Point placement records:
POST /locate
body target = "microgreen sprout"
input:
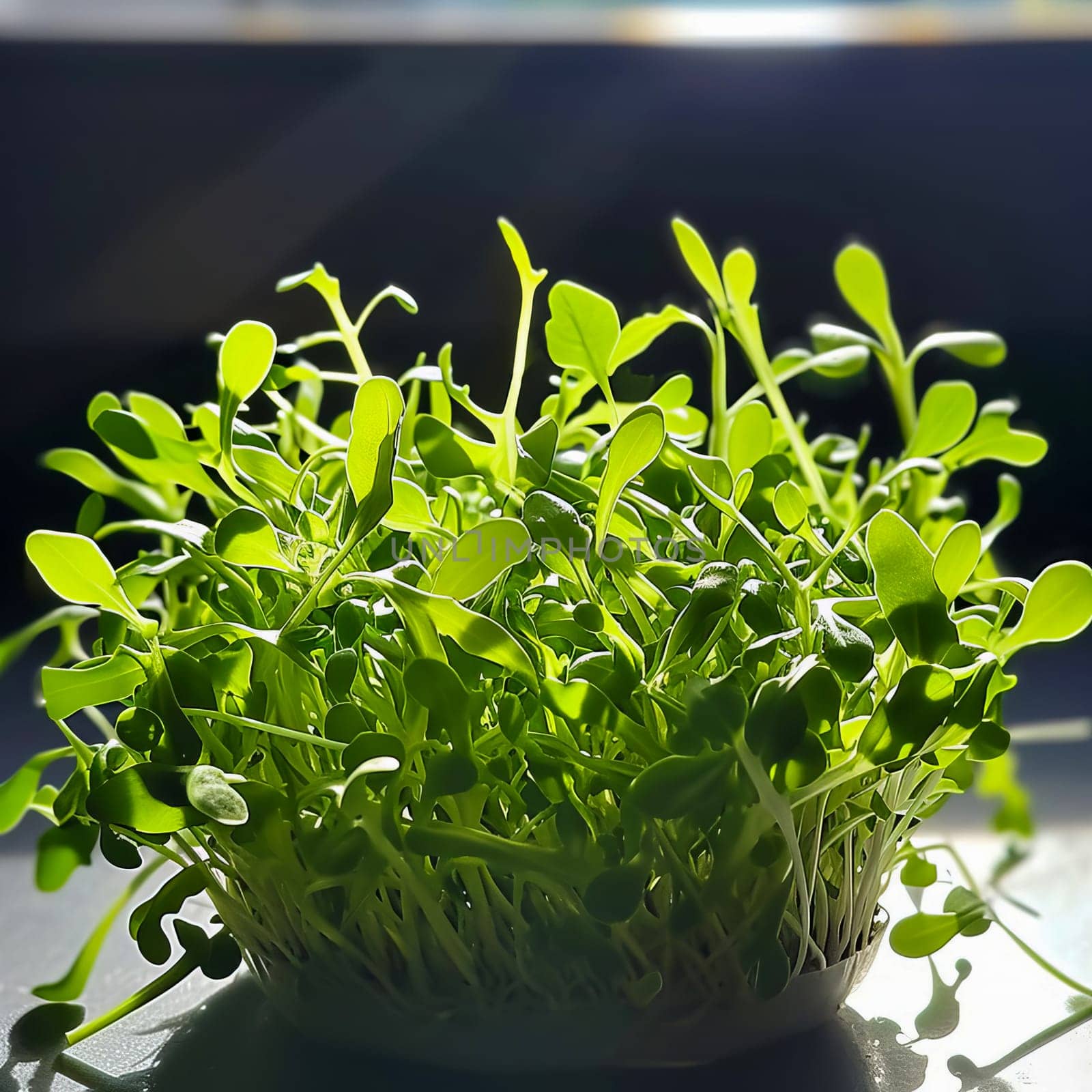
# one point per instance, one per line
(469, 711)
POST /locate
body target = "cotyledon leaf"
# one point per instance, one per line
(915, 607)
(78, 571)
(1059, 607)
(480, 556)
(633, 448)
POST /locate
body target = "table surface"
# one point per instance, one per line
(224, 1039)
(221, 1037)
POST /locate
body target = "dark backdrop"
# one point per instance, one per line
(152, 194)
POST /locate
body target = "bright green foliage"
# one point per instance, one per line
(486, 709)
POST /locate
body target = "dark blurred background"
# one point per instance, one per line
(153, 192)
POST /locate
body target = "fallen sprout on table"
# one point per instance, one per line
(622, 702)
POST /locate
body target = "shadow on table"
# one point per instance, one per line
(235, 1041)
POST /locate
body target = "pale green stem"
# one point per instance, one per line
(1024, 946)
(719, 429)
(273, 730)
(528, 287)
(349, 333)
(167, 981)
(764, 373)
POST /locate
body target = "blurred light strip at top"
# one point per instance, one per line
(545, 22)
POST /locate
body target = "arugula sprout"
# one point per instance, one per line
(633, 702)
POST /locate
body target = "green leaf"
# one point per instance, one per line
(740, 276)
(245, 536)
(449, 773)
(849, 649)
(639, 333)
(863, 283)
(473, 633)
(373, 446)
(69, 689)
(946, 414)
(923, 934)
(344, 722)
(993, 437)
(340, 673)
(18, 792)
(480, 556)
(246, 355)
(678, 784)
(410, 509)
(582, 330)
(210, 791)
(908, 718)
(615, 893)
(519, 251)
(76, 571)
(751, 437)
(145, 924)
(957, 558)
(917, 872)
(149, 797)
(61, 850)
(438, 687)
(94, 474)
(449, 455)
(841, 362)
(1009, 496)
(71, 984)
(636, 445)
(979, 347)
(790, 506)
(700, 261)
(371, 745)
(912, 603)
(1059, 607)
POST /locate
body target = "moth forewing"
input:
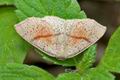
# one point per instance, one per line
(58, 37)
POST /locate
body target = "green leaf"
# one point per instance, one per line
(13, 71)
(67, 9)
(12, 47)
(111, 58)
(39, 8)
(85, 59)
(91, 74)
(6, 2)
(69, 76)
(97, 74)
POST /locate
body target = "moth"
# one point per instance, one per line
(58, 37)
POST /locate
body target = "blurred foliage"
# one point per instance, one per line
(13, 71)
(6, 2)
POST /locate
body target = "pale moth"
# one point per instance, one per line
(58, 37)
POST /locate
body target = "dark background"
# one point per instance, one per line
(106, 12)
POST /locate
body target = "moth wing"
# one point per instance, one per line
(82, 33)
(40, 32)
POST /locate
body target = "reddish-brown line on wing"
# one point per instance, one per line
(76, 37)
(45, 36)
(42, 36)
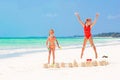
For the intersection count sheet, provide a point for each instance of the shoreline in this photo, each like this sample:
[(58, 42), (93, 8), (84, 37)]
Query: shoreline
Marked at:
[(29, 66)]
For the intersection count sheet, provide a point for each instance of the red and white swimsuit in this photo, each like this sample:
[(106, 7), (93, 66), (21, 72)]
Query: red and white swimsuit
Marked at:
[(87, 31)]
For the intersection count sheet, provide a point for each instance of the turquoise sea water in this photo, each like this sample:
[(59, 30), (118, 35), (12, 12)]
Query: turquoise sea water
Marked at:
[(13, 43)]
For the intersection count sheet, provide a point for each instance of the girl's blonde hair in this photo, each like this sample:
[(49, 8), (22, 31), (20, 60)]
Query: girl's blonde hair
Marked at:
[(51, 30)]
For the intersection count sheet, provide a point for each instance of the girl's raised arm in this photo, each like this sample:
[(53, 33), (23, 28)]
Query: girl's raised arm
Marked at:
[(80, 21), (96, 18), (47, 43)]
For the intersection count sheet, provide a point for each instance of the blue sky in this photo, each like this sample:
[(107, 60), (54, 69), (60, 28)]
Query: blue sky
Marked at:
[(22, 18)]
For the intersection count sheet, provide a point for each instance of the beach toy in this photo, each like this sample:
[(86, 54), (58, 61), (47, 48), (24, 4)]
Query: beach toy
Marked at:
[(45, 65), (104, 56), (60, 47), (103, 63), (88, 59), (82, 64), (70, 65), (62, 64), (57, 65), (75, 64), (94, 63), (88, 64)]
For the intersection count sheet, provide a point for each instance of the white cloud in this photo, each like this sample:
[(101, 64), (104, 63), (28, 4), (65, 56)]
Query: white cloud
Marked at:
[(51, 15), (114, 16)]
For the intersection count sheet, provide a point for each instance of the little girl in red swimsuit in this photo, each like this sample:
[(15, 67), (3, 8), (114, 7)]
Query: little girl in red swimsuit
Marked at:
[(87, 32)]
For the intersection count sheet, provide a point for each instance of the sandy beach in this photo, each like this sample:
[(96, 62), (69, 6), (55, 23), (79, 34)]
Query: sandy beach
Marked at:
[(30, 66)]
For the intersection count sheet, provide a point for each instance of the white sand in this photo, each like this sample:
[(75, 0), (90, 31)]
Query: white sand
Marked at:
[(30, 66)]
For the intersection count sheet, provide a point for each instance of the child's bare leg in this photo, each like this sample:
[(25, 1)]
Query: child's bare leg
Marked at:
[(53, 53), (49, 56), (94, 48), (83, 48)]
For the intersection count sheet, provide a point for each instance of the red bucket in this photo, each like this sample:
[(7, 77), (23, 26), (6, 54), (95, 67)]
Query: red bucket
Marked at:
[(88, 59)]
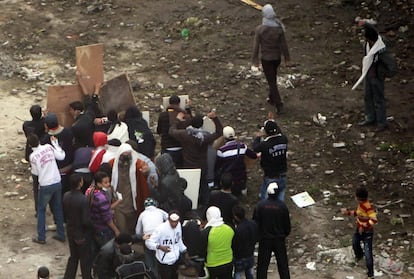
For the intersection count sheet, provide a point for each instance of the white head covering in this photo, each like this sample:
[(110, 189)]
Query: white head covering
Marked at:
[(214, 218), (269, 17), (126, 148)]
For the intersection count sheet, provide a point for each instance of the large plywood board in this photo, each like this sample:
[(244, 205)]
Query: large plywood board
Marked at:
[(89, 64), (193, 184), (183, 101), (116, 94), (58, 99)]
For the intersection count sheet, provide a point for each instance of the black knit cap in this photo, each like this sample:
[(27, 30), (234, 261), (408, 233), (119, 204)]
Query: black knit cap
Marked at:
[(370, 32), (51, 120)]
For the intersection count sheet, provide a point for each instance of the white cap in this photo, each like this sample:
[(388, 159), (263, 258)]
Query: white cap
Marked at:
[(174, 217), (273, 188), (228, 132)]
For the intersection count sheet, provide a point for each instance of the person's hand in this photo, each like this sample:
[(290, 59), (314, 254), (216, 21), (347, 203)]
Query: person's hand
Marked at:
[(54, 140), (144, 169), (212, 114), (180, 116), (165, 248), (98, 87)]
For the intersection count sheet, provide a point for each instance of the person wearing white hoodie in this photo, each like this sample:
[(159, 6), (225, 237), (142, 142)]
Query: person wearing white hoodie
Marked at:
[(168, 244), (216, 240)]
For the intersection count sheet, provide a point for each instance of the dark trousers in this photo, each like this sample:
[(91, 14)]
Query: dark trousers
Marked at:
[(176, 155), (375, 107), (167, 271), (80, 251), (366, 238), (270, 71), (266, 247), (221, 272)]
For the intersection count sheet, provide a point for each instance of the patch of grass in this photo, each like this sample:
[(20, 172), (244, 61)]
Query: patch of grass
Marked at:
[(314, 190), (405, 148)]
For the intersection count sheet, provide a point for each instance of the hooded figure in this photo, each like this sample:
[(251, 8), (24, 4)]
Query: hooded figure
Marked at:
[(139, 131), (268, 47), (100, 139), (170, 185), (129, 178), (216, 240)]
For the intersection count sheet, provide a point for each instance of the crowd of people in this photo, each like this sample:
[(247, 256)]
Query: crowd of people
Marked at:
[(101, 177)]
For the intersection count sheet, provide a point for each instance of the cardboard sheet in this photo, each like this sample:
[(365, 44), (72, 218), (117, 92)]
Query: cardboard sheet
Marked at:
[(116, 94), (183, 100), (193, 184), (58, 99), (89, 64)]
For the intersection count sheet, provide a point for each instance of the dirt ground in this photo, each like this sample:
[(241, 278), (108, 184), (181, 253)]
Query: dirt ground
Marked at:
[(142, 39)]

» Written request
Rewrite everything from the line containing "of the black" down to the line containing "[(370, 32), (51, 120)]", both ends and the request included. Scale each marked point coordinate by 1.2, rounding to whole numbers with halves going up, and keep the sample coordinates in the request unchanged.

» Response to this exercise
For the intersection count sheet, provide a point for each instance of the black knit cap in this photo, each like this sample:
[(27, 30), (234, 261), (408, 233), (119, 204)]
Query: black knit cap
Marked at:
[(444, 38), (61, 144)]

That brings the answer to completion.